EXERCÍCIO ESCRITO 1:
Transforme toda a listagem de anotação por pontos em um CSV de duas colunas, "pedido" e "resposta", com uma linha para cada pedido e cada campo entre aspas, trocando as quebras de linha por espaços. Deixe as imagens de fora.
EXERCÍCIO ESCRITO 2:
Dê continuidade ao texto sobre os goleiros da seleção em Copas a partir da última frase.

2014. Copa nesta quebrada que tem palmeiras onde canta o sabiá e onde cerveja de milho é instituição nacional. O goleiro que veste a mesma camisa #1, usada por Taffarel tempos atrás, é Júlio César - não o imperador romano, cara pálida. O mesmo Júlio César que foi considerado um dos melhores goleiros do mundo em 2010. O mesmo Júlio César que, ao cair em desgraça após a derrota do Brasil para a Holanda naquele mesmo ano, comeu o pão que o diabo amassou no QPR, da Inglaterra, e hoje foi virar goleiro de hóquei jogar no Canadá - consta que ele não encontrou Luíza, AQUELA. O mesmo Júlio César que, até o jogo Brasil x Chile, era visto com desconfiança até por Stevie Wonder. O mesmo Júlio César, que era um dos alvos preferenciais, se não o prioritário, de todo e qualquer corneteiro de plantão.
1998. Semifinal entre Brasil x Holanda (!!!!), válida pela Copa de 1998, na França (quem comprou? Sei lá). Após um puta sufoco, que terminou em 1 x 1, o jogo foi à decisão por pênaltis. Dona Maria saiu da sala, pois não queria ver aquele massacre psicológico [ei, Thiago Silva, ela pode fazer isso, fera]. Pois bem, aquele mesmo Taffarel, sobre quem cresci ouvindo que era um frangueiro que não merecia nem jogar o "Desafio ao Galo", pegou dois pênaltis [de Cocu e Ronald de Boer? I think so]. Da noite para o dia, o velho TAFFA virou herói nacional. Até o Brasil tomar uma traulitada contra o exército azul, liderado por Zidane, é claro.
28 de junho de 2014. O Brasil tomou um puta de um sufoco contra o Chile, que tinha a melhor seleção desde quando Pinochet ainda engraxava coturnos no exército local. Era um adversário de respeito e adepto da ousadia e alegria, mas não deixou de ser vergonhoso, o resultado. Ainda mais pelo nervosismo e letargia da equipe em campo, em especial no segundo tempo. Durante a decisão por pênaltis, cuja disputa o CAPITÃO Thiago Silva não quis ver por estar ~tenso~, aquele mesmo Júlio César pegou dois pênaltis - OK, contou com a sorte, ajudou a classificar a seleção e ainda salvou as peles de Willian e Hulk. Aquele mesmo Júlio César, que desde 2010 só entrou em furada.

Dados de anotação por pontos

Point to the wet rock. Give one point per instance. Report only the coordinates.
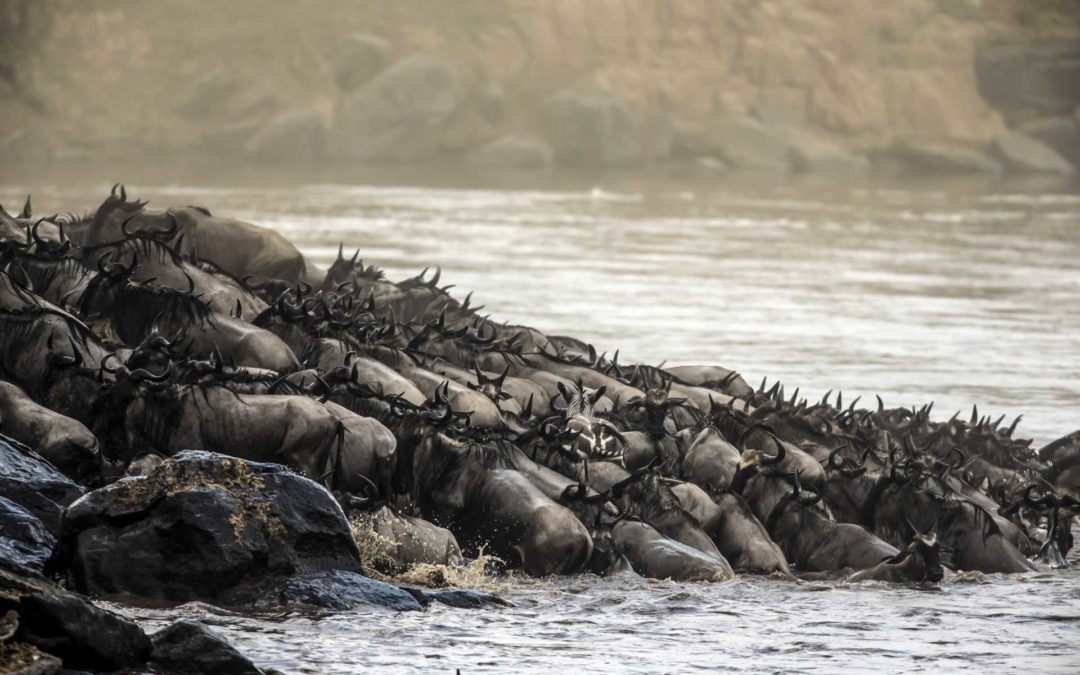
(391, 542)
(1022, 153)
(399, 116)
(205, 526)
(591, 130)
(513, 151)
(939, 156)
(293, 135)
(24, 540)
(23, 659)
(189, 647)
(360, 57)
(29, 481)
(223, 96)
(341, 590)
(460, 598)
(66, 625)
(746, 144)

RESPOSTA FINAL 1:
pedido,resposta
"Point to the wet rock. Give one point per instance. Report only the coordinates.","(391, 542) (1022, 153) (399, 116) (205, 526) (591, 130) (513, 151) (939, 156) (293, 135) (24, 540) (23, 659) (189, 647) (360, 57) (29, 481) (223, 96) (341, 590) (460, 598) (66, 625) (746, 144)"

RESPOSTA FINAL 2:
Dizem que Copas do Mundo criam heróis, vilões, coadjuvantes de luxo e tramas dignas de concorrer à Palma de Ouro de Cannes - ou à Framboesa de Ouro, sei lá. Dizem que Copas do Mundo podem levar pessoas do céu ao inferno em questão de dias - Suárez, que o fez com unhas e dentes (!!!!), que o diga. Dizem que Copas do Mundo podem mudar paradigmas e fazer impérios ruírem [adeus, tiki-taka]. Mas Copas do Mundo também podem dar tons épicos a vidas e levá-las da desgraça à redenção. Esse foi o Caso de Júlio César após a vitória (ou derrota moral?) contra o Chile. Mesmo a seleção tendo saído com a imagem arranhada, ele foi o cara daquele jogo. Isso até contra a Colômbia, que terá, na próxima sexta-feira, a grande chance de acertas as contas com o passado e mostrar que a geração de Higuita, Rincón, Valderrama e cia. não encantou o mundo do futebol em vão.
Até lá, a honra brasileira (em campo, é claro) está nas mãos de Júlio César.